Directive 1 — According to the water-vessel problem below, what is the minimum height of water needed to make particle P visible?

Supplied text —

────────────────

Question

A cylindrical vessel, whose diameter and height both are equal to 30 cm, is placed on a horizontal surface and a small particle P is placed in it at a distance of 5.0 cm from the centre. An eye is placed at a position such that the edge of the bottom is just visible (see figure). The particle P is in the plane of drawing. Up to what minimum height should water be poured in the vessel to make the particle P visible?

Answer 1

Given,
Diameter and height (h) of the cylindrical vessel = 30 cm
Therefore, its radius (r) = 15 cm
We know the refractive index of water (μ_w) = 1.33 
\[= \frac{4}{3}\] 

Using Snell's law,
\[\frac{\sin i}{\sin r} = \frac{1}{\mu_w}\]
\[\frac{\sin i}{\sin r} = \frac{3}{4}\]
\[As r = 45^\circ \]
\[ \Rightarrow \sin i = \frac{3}{4\sqrt{2}}\]
Point P will be visible when the refracted ray makes an angle of 45˚ at the point of refraction.
Let x be the distance of point P from X.

\[\tan  45^\circ= \frac{x + 10}{d}\] 

\[ \Rightarrow d = x + 10           .  .  . (i)\] 

\[and  \] 

\[\tan  i = \frac{x}{d}\] 

\[ \Rightarrow \frac{3}{\sqrt{23}} = \frac{d - 10}{d}  \left( \because \sin  i = \frac{3}{4\sqrt{2}} \Rightarrow \tan  i = \frac{3}{\sqrt{23}} \right)\] 

\[ \Rightarrow \frac{3}{\sqrt{23}} - 1 = \frac{- 10}{d}\] 

\[ \Rightarrow d = \frac{\sqrt{23} \times 10}{\sqrt{23} - 3}\] 

\[d = 26 . 7  cm\]
Hence, the required minimum height of water = 26.7 cm

────────────────

Stored data entries:
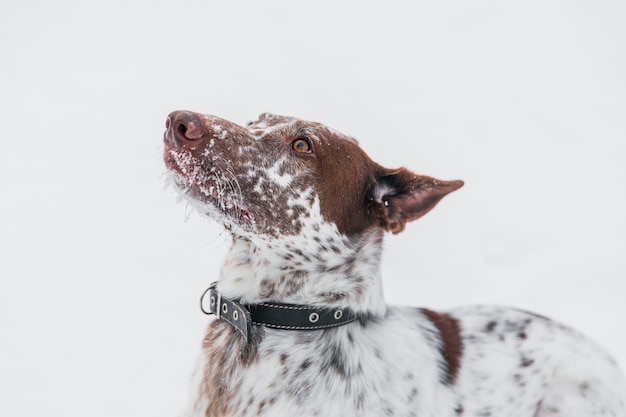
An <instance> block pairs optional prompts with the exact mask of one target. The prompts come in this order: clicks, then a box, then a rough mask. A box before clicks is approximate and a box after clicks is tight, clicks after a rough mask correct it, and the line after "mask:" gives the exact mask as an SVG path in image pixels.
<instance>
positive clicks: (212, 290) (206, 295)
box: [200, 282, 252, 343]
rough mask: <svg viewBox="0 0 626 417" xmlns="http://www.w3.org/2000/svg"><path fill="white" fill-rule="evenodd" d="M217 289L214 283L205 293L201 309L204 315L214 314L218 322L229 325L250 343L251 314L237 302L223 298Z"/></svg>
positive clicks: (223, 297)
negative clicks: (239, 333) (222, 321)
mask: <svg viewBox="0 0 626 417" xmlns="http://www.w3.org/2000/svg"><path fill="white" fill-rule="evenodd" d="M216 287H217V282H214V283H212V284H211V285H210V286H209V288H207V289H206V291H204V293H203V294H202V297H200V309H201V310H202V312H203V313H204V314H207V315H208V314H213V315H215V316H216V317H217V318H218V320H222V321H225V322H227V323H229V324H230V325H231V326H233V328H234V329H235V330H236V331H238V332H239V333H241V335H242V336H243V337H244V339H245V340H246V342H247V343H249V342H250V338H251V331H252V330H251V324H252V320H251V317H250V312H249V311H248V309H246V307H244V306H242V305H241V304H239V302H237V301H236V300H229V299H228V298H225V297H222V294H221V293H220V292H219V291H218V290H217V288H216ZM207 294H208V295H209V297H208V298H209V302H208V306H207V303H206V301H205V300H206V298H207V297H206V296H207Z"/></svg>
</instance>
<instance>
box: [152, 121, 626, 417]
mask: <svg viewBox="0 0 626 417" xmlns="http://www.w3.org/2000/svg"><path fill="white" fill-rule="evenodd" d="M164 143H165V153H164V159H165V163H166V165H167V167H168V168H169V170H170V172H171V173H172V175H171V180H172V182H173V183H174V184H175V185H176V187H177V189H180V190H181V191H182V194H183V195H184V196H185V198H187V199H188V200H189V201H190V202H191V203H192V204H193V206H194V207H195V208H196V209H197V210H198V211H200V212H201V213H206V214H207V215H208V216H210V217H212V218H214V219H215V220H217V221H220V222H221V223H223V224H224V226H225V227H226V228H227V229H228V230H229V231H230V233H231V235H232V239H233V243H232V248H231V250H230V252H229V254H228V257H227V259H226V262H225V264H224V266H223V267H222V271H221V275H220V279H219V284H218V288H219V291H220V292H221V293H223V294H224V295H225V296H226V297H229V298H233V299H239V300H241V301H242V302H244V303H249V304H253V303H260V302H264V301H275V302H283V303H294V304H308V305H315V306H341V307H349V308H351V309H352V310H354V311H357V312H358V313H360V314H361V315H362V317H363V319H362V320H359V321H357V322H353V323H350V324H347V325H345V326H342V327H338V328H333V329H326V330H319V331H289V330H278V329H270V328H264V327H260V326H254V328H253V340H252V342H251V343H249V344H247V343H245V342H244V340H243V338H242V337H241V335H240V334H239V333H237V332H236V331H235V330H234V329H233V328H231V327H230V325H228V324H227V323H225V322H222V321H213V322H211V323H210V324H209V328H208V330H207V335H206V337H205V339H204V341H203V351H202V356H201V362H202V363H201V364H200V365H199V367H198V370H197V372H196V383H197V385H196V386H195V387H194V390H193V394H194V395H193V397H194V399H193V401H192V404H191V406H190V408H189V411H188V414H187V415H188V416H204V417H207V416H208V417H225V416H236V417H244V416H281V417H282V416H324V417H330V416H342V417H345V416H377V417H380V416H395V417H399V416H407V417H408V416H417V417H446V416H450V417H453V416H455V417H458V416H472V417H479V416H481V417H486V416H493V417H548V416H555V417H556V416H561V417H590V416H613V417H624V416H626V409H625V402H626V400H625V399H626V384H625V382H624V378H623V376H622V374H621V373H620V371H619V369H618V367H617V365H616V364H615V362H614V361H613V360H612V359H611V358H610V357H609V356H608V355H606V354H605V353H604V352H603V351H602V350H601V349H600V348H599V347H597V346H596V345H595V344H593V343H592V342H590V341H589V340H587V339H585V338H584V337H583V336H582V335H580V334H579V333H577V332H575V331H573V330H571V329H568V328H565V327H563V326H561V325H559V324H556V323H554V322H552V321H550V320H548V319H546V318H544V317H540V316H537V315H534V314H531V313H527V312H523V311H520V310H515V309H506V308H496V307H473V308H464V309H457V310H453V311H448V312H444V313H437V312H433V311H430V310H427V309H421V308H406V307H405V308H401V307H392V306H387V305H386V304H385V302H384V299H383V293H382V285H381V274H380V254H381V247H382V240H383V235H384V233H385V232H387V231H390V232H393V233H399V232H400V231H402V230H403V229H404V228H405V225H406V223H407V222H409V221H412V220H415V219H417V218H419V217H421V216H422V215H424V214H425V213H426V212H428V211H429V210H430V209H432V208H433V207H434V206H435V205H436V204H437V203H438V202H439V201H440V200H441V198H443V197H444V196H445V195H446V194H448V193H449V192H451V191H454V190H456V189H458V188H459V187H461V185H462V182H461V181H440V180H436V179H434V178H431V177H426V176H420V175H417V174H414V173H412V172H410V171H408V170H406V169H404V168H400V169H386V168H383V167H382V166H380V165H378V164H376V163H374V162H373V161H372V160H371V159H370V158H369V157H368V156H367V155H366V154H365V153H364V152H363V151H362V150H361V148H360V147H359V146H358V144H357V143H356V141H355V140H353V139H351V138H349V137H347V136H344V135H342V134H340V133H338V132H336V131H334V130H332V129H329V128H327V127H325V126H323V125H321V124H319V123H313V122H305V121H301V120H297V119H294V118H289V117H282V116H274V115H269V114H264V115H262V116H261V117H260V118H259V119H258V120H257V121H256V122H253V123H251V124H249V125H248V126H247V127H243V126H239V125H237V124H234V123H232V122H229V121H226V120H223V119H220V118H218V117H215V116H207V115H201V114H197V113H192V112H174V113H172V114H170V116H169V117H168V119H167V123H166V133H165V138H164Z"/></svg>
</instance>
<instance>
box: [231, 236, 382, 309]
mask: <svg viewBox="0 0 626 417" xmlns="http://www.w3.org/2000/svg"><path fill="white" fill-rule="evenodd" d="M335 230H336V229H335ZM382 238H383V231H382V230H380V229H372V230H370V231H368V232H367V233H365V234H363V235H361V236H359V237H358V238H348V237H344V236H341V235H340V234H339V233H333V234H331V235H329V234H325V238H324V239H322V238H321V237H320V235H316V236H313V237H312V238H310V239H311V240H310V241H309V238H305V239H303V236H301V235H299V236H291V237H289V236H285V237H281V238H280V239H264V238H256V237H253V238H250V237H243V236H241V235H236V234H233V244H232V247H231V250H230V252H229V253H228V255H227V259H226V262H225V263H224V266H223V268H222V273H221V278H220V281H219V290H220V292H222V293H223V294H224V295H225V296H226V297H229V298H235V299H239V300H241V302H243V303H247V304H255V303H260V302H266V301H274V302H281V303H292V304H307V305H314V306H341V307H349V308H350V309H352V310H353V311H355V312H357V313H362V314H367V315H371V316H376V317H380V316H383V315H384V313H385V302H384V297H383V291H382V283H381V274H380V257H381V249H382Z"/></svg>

────────────────

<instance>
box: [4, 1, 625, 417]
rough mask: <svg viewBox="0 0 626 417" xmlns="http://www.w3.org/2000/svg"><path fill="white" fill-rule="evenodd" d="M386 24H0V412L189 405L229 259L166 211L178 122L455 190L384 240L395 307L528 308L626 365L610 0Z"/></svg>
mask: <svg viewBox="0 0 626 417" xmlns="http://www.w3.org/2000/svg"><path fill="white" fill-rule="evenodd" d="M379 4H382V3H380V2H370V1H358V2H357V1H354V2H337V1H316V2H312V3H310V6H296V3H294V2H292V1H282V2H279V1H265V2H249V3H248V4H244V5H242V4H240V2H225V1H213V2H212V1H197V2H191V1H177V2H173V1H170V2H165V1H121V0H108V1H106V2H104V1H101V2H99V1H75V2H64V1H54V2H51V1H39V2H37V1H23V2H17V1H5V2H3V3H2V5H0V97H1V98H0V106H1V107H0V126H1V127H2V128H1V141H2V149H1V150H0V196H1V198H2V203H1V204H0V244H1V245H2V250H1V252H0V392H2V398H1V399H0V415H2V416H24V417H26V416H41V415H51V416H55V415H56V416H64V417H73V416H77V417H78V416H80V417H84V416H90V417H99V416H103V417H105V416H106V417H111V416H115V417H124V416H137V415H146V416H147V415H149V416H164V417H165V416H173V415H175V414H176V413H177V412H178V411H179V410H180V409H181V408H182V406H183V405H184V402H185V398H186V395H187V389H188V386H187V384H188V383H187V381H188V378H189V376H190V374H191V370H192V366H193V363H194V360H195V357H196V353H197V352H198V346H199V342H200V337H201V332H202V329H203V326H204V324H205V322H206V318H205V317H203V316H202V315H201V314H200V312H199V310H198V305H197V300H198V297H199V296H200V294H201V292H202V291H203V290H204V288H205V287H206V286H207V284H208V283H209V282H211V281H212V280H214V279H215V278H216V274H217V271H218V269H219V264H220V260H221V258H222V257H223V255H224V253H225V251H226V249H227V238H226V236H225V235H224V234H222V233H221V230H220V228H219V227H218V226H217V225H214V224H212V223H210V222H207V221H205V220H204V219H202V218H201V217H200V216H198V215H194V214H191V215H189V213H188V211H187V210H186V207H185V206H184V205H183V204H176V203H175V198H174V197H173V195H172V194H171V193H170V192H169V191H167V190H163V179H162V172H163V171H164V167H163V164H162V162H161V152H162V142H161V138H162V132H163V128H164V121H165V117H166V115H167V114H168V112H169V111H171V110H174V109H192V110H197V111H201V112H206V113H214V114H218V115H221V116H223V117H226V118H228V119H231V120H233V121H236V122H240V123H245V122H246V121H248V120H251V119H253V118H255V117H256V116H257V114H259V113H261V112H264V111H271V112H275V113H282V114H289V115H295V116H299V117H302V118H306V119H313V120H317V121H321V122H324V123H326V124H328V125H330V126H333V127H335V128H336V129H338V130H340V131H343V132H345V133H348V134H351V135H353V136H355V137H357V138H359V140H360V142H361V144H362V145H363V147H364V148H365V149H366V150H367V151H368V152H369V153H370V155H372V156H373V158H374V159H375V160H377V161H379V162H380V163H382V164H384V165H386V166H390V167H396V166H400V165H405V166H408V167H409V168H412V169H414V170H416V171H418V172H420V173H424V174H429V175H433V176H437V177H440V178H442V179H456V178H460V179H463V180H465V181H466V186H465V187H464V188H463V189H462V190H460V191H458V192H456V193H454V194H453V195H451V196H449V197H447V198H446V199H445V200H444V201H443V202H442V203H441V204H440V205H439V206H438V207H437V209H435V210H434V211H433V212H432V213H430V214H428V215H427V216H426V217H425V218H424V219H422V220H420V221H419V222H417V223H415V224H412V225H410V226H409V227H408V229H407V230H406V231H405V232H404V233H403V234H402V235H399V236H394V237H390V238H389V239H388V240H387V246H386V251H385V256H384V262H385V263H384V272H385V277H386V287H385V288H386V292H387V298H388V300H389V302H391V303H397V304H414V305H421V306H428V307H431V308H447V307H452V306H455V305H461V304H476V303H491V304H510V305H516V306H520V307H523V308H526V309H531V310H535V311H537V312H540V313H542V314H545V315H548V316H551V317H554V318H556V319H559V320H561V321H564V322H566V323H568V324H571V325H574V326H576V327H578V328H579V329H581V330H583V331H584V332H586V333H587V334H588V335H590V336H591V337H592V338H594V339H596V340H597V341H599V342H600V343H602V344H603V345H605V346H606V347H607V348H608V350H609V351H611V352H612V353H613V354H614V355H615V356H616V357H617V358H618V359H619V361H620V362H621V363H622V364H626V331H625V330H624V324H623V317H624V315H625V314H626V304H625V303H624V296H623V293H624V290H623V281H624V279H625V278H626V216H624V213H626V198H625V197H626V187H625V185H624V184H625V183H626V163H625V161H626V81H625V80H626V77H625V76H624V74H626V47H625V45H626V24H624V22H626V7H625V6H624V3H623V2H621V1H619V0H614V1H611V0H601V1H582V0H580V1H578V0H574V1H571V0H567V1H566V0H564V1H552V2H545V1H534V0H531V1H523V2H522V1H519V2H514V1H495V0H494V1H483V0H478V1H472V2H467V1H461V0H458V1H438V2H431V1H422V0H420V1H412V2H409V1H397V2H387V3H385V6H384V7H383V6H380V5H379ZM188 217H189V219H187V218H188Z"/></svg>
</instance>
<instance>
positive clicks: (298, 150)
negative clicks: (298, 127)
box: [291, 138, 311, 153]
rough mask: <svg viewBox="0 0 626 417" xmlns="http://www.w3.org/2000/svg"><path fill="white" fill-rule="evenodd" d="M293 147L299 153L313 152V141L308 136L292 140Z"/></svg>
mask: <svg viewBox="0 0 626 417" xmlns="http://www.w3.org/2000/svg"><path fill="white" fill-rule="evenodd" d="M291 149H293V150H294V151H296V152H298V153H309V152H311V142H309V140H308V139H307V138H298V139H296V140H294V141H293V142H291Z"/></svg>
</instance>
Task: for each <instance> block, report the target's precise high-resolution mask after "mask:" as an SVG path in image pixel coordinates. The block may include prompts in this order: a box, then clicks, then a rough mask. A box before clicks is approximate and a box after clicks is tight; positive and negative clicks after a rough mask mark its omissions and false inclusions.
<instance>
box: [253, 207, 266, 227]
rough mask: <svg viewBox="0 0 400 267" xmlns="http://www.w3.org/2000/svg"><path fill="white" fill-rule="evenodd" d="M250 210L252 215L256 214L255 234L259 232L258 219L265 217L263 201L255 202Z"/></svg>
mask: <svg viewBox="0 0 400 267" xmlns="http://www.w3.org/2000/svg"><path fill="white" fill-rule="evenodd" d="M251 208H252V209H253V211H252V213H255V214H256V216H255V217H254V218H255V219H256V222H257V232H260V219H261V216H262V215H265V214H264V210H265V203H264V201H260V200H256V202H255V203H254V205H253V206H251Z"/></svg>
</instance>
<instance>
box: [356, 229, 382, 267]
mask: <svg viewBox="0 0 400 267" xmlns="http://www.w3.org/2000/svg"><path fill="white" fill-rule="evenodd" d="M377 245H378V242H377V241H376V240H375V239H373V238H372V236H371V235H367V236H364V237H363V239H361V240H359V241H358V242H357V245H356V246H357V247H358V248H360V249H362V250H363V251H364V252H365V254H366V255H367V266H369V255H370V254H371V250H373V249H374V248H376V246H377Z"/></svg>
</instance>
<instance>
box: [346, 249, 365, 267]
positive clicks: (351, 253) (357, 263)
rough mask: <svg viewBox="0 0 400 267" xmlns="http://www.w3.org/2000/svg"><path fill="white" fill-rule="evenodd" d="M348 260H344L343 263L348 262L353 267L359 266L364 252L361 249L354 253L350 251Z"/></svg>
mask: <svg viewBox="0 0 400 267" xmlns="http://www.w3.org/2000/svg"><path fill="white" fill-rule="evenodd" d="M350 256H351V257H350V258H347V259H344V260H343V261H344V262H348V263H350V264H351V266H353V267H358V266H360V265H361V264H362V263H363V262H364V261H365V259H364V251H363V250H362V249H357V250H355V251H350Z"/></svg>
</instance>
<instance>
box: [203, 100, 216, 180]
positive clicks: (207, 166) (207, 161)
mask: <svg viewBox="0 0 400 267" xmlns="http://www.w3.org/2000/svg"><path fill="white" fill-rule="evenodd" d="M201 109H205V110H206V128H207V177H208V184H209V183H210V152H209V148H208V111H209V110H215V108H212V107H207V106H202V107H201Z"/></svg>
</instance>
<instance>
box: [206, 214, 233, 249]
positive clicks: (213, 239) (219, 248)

────────────────

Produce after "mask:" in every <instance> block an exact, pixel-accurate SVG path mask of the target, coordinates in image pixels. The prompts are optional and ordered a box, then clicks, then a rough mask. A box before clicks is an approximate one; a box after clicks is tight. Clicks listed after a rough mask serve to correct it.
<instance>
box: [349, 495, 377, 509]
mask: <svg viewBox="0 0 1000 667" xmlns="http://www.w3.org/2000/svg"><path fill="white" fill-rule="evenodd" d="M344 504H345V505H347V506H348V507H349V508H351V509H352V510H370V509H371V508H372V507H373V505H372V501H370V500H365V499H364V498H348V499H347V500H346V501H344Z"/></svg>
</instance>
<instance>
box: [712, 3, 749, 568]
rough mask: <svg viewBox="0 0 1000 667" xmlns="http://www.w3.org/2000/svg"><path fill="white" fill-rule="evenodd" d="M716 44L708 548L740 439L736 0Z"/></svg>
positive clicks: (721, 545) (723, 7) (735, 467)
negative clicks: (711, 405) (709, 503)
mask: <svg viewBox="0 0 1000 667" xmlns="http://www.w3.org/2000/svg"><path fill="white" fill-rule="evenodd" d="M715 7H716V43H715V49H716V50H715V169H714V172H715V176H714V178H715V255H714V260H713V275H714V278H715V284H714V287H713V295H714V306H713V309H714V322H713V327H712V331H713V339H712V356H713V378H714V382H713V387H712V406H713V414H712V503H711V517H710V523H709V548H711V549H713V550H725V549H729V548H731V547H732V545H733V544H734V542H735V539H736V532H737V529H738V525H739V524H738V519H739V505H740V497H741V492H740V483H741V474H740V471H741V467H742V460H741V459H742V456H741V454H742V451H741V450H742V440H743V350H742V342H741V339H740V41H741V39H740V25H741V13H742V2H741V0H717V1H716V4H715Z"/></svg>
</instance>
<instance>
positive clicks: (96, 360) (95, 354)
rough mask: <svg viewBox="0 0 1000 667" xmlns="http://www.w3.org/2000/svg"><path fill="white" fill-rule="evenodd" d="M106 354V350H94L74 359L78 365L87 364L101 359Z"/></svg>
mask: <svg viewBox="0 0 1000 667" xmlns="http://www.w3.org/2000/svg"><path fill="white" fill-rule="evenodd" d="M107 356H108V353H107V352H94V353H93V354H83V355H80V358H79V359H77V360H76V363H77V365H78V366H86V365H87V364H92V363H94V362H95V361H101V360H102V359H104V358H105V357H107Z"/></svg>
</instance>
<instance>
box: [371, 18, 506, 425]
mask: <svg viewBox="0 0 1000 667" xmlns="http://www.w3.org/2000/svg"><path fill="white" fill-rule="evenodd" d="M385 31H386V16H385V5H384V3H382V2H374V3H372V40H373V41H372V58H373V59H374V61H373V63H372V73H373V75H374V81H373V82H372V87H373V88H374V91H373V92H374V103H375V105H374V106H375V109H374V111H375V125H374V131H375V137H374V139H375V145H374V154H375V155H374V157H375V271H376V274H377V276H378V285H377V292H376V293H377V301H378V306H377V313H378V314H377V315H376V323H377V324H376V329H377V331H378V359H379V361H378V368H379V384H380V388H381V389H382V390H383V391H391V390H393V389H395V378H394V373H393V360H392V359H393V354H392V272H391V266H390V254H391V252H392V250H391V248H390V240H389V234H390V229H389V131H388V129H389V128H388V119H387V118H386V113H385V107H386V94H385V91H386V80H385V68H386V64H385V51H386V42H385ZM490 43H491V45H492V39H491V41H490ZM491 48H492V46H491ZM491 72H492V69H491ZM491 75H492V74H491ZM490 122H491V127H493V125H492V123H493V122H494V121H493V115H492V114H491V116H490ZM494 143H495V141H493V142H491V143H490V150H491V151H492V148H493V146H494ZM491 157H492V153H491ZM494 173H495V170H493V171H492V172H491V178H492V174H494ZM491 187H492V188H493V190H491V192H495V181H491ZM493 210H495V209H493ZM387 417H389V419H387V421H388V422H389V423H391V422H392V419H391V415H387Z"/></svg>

────────────────

Directive 2 — Pull out every line of the entries above that contains the string "then". Case counts.

Reply 1 — 26.7 cm

Reply 2 —
An <instance> block pairs optional prompts with the exact mask of one target. The prompts come in this order: clicks, then a box, then a rough mask. A box before clicks is approximate and a box after clicks is tight, clicks after a rough mask correct it, and the line after "mask:" gives the exact mask as an SVG path in image pixels.
Task: for each <instance> block, report the target's precise high-resolution mask after "mask:" as an SVG path in image pixel coordinates. The block may include prompts in this order: a box, then clicks, then a rough mask. A box before clicks is approximate and a box after clicks is tight; positive and negative clicks after a rough mask mark its omissions and false inclusions.
Produce after "mask:" in every <instance> block an exact, pixel-accurate SVG path mask of the target, coordinates in image pixels. The prompts are optional and ordered a box, then clicks, then a rough mask. A box before clicks is an approximate one; a box after clicks is tight. Clicks listed after a rough mask serve to correct it.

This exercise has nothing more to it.